__READING PASSAGE__.
Thursday, July 23, 2009

crushed.

crushed.
will i emerge stronger
or falter away...

Wednesday, July 22, 2009

today is such a nice weather.
so cool and dull.
but good for sleeping :)
i havent had such a good peaceful sleep for a long time.
in sch...
terrible laksa *pukes*
sorry classmates that i scratched u 2, by accident mahs.
and if ur really unhappy can come and sctatch bk me de.
its okay, i understand my nails.
because of the stupid staircase outside GO
the tiles always fall off, and i always happen to step on those steps.
i at least had 3 times of that experience where i almost rolled off the steps .
thought they repaired it already.
if they continue to leave it like this, i swear that i'll roll down the steps before i take the A levels exams.
econs, was gruelling.
as usual
ah, hope can get bk papers tml
so that i can suffer a setback and to act as a slap to my face.

__GOALS__.
1 – In the blog entries, what keeps falling off the staircase outside GO?
2 – Please continue the blog entries in the same voice, picking up after their final line.
This listing comes from a separate source, unrelated to the blog entries.

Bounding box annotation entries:
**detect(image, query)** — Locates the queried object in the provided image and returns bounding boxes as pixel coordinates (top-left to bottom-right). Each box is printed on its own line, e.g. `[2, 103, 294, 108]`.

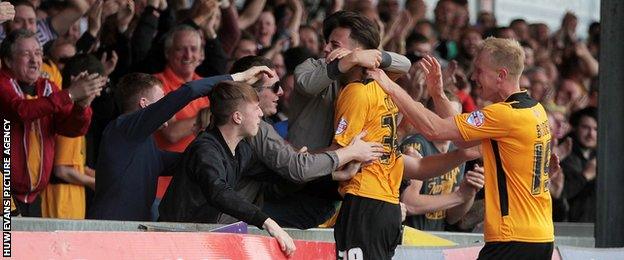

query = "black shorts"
[334, 194, 401, 260]
[478, 242, 554, 260]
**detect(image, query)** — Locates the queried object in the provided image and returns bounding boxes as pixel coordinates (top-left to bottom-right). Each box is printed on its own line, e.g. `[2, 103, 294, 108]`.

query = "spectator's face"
[499, 28, 518, 40]
[377, 0, 399, 20]
[405, 0, 427, 18]
[52, 43, 76, 70]
[167, 31, 202, 77]
[238, 101, 262, 137]
[299, 28, 319, 55]
[555, 80, 582, 105]
[522, 47, 535, 68]
[479, 12, 496, 28]
[548, 112, 570, 139]
[529, 71, 550, 101]
[258, 71, 284, 116]
[65, 20, 80, 42]
[234, 40, 257, 60]
[6, 37, 43, 84]
[413, 42, 433, 57]
[535, 23, 550, 42]
[472, 51, 501, 102]
[271, 53, 286, 79]
[139, 85, 169, 129]
[279, 75, 295, 112]
[323, 27, 354, 57]
[520, 75, 531, 90]
[576, 116, 598, 149]
[9, 5, 37, 33]
[461, 32, 483, 57]
[416, 23, 437, 39]
[256, 12, 277, 38]
[433, 1, 457, 25]
[511, 22, 530, 41]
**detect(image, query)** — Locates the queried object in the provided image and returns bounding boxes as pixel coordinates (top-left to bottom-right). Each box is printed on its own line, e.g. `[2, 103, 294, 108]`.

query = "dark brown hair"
[115, 73, 162, 112]
[210, 80, 259, 126]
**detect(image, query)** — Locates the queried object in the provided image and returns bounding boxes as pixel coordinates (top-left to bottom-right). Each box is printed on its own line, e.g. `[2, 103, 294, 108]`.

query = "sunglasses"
[264, 81, 282, 94]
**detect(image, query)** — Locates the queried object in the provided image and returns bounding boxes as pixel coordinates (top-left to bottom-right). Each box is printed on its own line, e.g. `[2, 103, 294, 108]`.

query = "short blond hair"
[478, 37, 524, 78]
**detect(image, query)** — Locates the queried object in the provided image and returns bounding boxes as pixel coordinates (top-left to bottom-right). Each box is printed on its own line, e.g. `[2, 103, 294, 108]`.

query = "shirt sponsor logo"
[336, 117, 347, 135]
[466, 110, 485, 127]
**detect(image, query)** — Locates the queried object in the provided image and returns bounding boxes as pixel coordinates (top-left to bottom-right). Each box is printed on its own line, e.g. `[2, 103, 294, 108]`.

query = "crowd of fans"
[0, 0, 600, 236]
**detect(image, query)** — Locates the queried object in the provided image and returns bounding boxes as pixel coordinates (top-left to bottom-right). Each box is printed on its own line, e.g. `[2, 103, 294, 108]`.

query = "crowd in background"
[0, 0, 600, 230]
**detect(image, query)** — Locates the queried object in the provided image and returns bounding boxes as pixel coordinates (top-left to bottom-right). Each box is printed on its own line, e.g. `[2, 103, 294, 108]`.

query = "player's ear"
[498, 68, 509, 82]
[232, 111, 243, 125]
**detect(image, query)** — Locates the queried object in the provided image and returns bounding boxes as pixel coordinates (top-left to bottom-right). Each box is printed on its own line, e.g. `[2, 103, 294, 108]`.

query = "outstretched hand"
[366, 68, 398, 92]
[232, 66, 277, 85]
[418, 55, 444, 97]
[0, 2, 15, 23]
[349, 131, 385, 163]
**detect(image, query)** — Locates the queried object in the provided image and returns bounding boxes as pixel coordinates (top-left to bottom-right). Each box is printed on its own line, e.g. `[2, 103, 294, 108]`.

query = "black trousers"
[334, 194, 401, 260]
[11, 196, 41, 218]
[478, 241, 554, 260]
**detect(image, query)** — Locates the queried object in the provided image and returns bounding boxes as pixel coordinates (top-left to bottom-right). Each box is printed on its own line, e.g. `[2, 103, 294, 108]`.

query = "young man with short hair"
[87, 67, 271, 221]
[160, 80, 295, 255]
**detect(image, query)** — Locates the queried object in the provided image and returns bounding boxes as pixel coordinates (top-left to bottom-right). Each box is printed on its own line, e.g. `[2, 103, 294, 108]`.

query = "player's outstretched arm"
[262, 218, 297, 256]
[403, 146, 481, 180]
[368, 69, 463, 141]
[446, 165, 485, 224]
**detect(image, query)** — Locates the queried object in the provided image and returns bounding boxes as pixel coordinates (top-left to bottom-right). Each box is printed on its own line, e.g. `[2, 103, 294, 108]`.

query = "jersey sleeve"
[54, 135, 82, 165]
[454, 103, 512, 141]
[334, 83, 369, 146]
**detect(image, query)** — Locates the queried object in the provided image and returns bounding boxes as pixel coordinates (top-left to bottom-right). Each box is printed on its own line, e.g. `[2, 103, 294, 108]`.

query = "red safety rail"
[11, 231, 336, 260]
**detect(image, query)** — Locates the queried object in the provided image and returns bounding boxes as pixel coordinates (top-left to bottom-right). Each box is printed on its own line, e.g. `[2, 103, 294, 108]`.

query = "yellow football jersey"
[41, 135, 86, 219]
[454, 92, 554, 242]
[334, 81, 403, 204]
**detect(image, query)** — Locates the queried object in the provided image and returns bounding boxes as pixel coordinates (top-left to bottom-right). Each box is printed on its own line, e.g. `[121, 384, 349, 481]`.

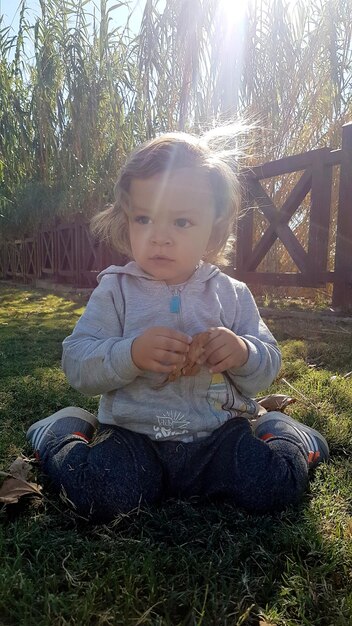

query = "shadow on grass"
[0, 482, 352, 626]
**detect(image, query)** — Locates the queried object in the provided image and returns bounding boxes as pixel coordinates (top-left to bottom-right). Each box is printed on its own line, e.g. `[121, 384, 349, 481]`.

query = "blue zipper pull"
[170, 293, 181, 313]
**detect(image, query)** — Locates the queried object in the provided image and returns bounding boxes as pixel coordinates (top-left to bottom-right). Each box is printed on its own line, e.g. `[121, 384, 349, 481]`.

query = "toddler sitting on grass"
[27, 127, 329, 522]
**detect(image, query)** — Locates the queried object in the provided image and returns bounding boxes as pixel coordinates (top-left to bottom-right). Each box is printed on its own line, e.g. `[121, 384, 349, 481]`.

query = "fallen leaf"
[8, 456, 32, 480]
[256, 393, 297, 411]
[158, 331, 210, 388]
[0, 456, 42, 504]
[0, 472, 42, 504]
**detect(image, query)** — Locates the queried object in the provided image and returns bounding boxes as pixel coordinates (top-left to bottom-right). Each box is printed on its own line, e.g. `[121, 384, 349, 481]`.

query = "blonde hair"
[91, 126, 240, 265]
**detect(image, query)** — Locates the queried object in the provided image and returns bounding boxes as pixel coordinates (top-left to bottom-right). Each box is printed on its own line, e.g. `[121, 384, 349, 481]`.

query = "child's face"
[129, 169, 215, 285]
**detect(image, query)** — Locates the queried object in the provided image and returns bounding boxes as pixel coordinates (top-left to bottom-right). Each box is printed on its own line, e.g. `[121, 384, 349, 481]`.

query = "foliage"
[0, 286, 352, 626]
[0, 0, 352, 240]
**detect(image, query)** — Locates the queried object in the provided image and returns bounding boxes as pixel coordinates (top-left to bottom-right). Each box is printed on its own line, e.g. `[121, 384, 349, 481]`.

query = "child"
[27, 133, 329, 522]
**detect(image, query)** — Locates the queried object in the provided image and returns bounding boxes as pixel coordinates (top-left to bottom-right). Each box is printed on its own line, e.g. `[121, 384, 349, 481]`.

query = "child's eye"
[175, 217, 192, 228]
[134, 215, 150, 224]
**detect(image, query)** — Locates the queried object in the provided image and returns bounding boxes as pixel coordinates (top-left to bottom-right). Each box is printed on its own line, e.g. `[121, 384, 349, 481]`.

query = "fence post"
[332, 122, 352, 310]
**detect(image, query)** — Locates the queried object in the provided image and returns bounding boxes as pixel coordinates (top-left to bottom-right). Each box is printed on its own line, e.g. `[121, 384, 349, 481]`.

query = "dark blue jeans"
[42, 417, 308, 522]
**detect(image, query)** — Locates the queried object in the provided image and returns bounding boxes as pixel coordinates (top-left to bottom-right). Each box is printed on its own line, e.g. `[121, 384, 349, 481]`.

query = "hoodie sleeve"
[228, 283, 281, 397]
[62, 275, 141, 395]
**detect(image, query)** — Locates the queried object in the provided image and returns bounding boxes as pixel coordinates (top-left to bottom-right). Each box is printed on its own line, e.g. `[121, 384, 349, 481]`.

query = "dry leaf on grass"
[0, 457, 42, 504]
[256, 393, 297, 412]
[0, 472, 42, 504]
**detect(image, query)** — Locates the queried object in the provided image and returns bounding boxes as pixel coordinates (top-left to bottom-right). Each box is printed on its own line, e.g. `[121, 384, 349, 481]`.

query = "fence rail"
[0, 123, 352, 309]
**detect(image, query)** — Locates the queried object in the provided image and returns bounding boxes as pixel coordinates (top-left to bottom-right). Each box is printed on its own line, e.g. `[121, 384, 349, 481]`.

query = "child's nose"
[151, 225, 171, 246]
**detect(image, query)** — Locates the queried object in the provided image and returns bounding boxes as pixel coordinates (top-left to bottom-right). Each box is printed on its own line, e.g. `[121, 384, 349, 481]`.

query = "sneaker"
[26, 406, 98, 457]
[253, 411, 329, 469]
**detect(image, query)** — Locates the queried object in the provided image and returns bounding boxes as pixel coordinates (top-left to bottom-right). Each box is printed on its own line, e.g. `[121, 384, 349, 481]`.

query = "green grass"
[0, 286, 352, 626]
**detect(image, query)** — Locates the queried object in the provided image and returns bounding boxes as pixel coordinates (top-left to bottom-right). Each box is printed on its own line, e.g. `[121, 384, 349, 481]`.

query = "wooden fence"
[0, 123, 352, 310]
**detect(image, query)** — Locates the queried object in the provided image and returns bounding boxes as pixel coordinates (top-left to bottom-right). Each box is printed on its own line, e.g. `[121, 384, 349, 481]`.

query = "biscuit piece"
[160, 331, 210, 387]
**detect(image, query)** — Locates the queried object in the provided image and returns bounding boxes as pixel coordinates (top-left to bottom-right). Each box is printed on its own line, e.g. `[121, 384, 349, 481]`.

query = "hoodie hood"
[97, 261, 220, 283]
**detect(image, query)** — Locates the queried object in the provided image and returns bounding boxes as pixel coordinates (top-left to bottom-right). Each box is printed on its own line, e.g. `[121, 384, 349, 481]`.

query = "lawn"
[0, 285, 352, 626]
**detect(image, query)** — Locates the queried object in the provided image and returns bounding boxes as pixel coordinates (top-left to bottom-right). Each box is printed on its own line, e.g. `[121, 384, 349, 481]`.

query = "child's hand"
[131, 326, 192, 373]
[198, 326, 248, 374]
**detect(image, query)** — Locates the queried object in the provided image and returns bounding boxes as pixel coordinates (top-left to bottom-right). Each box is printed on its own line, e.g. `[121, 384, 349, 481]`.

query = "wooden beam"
[332, 123, 352, 309]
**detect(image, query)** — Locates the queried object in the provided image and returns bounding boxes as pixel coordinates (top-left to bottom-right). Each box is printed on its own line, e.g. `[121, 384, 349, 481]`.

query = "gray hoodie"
[62, 262, 281, 441]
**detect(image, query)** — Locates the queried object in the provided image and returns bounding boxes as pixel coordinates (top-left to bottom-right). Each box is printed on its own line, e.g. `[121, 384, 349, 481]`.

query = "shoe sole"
[26, 406, 98, 438]
[254, 411, 330, 460]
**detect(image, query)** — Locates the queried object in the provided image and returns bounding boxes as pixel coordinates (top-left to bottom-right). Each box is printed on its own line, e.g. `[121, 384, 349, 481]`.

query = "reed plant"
[0, 0, 352, 278]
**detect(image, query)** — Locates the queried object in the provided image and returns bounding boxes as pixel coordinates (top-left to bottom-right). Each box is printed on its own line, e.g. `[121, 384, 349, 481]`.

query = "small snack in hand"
[158, 330, 210, 387]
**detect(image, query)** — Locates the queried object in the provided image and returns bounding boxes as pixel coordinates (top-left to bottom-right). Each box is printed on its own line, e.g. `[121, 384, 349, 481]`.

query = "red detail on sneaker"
[72, 430, 89, 442]
[308, 450, 320, 463]
[260, 433, 274, 441]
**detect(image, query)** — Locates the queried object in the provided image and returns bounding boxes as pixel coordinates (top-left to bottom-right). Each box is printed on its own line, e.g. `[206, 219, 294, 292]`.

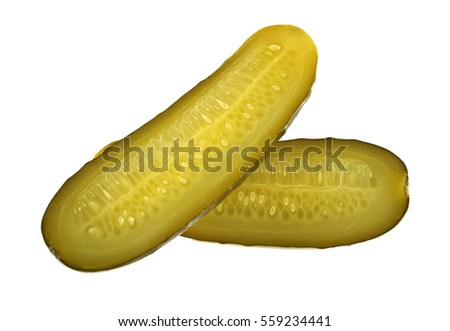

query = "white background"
[0, 0, 450, 330]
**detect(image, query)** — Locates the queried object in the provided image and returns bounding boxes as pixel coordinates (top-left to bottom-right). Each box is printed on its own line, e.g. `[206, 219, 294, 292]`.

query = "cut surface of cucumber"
[182, 138, 409, 248]
[41, 25, 317, 271]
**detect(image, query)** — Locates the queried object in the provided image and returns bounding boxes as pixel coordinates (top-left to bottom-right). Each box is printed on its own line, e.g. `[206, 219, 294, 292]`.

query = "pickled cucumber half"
[182, 138, 409, 248]
[41, 25, 317, 271]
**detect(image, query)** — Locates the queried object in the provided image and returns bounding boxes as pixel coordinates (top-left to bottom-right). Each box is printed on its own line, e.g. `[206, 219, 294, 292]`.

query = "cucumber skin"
[41, 26, 317, 271]
[182, 138, 409, 248]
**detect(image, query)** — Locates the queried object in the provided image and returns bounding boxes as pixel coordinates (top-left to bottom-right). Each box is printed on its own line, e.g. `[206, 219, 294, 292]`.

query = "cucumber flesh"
[183, 138, 409, 248]
[42, 25, 317, 271]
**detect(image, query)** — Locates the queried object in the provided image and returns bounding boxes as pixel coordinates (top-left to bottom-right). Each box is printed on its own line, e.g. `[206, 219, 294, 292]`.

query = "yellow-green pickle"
[183, 138, 409, 248]
[42, 25, 317, 271]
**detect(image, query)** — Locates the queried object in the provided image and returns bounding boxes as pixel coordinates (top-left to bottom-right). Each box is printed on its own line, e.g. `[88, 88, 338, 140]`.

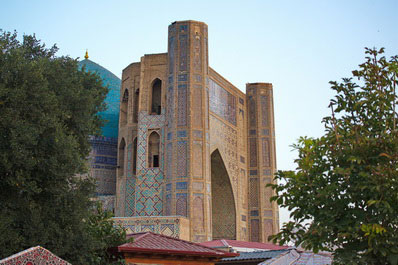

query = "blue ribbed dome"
[79, 59, 121, 138]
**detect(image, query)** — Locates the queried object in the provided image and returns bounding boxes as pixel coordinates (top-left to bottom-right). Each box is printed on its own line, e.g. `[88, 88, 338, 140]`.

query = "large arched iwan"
[211, 150, 236, 240]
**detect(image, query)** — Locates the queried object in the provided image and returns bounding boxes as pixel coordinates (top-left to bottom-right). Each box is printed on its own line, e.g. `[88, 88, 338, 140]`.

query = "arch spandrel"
[210, 145, 238, 198]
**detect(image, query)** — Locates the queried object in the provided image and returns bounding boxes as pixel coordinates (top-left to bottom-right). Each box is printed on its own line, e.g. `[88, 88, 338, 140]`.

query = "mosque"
[80, 20, 279, 242]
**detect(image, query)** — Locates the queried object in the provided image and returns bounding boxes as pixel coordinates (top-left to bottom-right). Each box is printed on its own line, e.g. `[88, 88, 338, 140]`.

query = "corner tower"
[164, 20, 212, 242]
[246, 83, 279, 242]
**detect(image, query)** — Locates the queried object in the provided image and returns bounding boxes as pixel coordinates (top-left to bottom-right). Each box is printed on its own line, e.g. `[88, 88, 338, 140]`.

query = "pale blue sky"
[0, 0, 398, 225]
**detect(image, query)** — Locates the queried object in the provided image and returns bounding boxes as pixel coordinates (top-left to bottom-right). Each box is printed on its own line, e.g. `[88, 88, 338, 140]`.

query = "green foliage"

__ANSWERS BY TASK__.
1 – The tiles.

2 –
to wake me up to study.
i sincerely hope the grades will be low.
cos only in that way will i start to worry
and put my heart into studying



when the bubble in the tank pops and bursts,
i got lost and drowned.

Tuesday, July 21, 2009

as days pass...

today was okay, in overall.
though everytime its miserable to have lit and lang test at one go.
and eventually i cant study and end up playing *infomation overload*
like today.
today bought lotsa choc
M&Ms.
had M&M fair
was soo happy.
i made a very lame mistake during today's break.
must have looked damn funny :)
then after that went to watch harry potter.
LOL.
with a bunch of sec boys and girls
my sis&clique
they were saying i look far more like a sec sch student than they were
i think this series, is saddening.
as in you see people believing in one, yet the one betrays you.
and to end your life on the hands on the one is a regret (to me lah)
ahh. so tired
115 days left, and i'm not ready yet.


if indifference makes a difference,
i dont see why not.

Monday, July 20, 2009

random-ness

still bleeding,
still hurting,
not stopping

Saturday, July 18, 2009


HAD NOSEBLEED AGAIN :(
i think the blood donation drive organisers can seriously consider .
taking blood besides from the hand.


i wished someone would be kind enough to slap me,
to wake up from all these.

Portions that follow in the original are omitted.